Riscrivi tutte le righe dell'elenco comprese tra quella che contiene "[locate] the window sill" e la fine dell'elenco, estremi inclusi. Modifica di -23 ogni coordinata dei punti e lascia invariato tutto il resto.

Dati estratti da una raccolta:
------------

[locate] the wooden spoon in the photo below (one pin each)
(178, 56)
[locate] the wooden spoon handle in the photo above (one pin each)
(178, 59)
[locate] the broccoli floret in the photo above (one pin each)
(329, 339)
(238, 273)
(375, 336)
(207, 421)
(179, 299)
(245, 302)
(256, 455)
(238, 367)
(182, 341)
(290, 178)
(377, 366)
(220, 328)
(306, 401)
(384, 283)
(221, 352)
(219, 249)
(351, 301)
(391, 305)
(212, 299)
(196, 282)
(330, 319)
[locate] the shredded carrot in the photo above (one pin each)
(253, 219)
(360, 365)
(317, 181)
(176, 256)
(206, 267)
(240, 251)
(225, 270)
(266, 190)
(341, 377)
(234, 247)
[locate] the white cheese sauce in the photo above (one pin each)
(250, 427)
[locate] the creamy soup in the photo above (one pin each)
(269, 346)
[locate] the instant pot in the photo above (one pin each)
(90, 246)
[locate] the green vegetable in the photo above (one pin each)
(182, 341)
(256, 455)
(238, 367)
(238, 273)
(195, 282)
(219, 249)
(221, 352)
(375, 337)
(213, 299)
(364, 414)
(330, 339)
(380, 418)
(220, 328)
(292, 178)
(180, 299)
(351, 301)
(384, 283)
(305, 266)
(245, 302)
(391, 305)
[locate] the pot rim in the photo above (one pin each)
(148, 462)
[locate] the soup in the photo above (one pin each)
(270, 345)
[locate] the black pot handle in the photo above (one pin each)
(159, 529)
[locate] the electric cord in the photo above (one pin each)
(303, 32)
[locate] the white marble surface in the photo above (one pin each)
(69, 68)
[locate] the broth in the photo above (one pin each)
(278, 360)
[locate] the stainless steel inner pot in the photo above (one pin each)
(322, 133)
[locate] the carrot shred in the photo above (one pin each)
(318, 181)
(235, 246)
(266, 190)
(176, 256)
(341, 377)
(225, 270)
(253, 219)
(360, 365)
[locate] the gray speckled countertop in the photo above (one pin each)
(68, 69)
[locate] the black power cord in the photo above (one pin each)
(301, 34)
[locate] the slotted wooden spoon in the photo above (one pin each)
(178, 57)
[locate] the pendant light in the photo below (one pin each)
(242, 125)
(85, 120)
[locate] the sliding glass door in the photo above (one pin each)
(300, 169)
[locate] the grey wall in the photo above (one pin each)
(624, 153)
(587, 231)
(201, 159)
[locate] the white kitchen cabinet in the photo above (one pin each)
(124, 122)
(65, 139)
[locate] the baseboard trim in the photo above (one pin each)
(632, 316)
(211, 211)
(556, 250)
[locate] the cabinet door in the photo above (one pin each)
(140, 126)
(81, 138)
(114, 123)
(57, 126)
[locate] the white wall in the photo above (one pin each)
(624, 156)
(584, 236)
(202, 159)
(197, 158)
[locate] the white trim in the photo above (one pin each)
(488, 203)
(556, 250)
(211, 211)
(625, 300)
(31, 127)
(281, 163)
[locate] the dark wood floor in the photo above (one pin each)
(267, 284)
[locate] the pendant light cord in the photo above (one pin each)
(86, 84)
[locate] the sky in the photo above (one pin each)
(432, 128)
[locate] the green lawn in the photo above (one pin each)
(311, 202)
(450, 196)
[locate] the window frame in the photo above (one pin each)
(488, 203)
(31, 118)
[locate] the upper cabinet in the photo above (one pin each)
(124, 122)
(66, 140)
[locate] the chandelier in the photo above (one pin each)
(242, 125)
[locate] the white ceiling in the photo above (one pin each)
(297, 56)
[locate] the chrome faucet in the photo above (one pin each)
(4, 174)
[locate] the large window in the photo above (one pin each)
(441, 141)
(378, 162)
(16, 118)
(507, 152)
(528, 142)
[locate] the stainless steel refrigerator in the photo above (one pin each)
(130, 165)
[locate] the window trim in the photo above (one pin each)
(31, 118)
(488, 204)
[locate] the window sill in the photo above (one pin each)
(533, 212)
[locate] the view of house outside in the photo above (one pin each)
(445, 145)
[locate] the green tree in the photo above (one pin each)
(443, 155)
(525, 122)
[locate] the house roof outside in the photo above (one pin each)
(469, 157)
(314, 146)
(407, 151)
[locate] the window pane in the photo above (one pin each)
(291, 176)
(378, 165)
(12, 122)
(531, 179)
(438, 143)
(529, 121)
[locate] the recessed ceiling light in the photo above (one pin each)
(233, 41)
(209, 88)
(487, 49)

------------

*Compito svolto:*
[locate] the window sill in the photo above (one pin each)
(510, 189)
[locate] the view of house outside in the photo above (one pin each)
(422, 122)
[locate] the green tree in the photo above (one pin each)
(420, 132)
(502, 99)
[locate] the house roof outside in the photo above (one pin each)
(446, 134)
(291, 123)
(384, 128)
[locate] the window pane in the photo above (one pin each)
(268, 153)
(355, 142)
(-11, 99)
(508, 156)
(415, 120)
(506, 98)
[locate] the recessed ceiling light in the photo above (one pin each)
(210, 18)
(186, 65)
(464, 26)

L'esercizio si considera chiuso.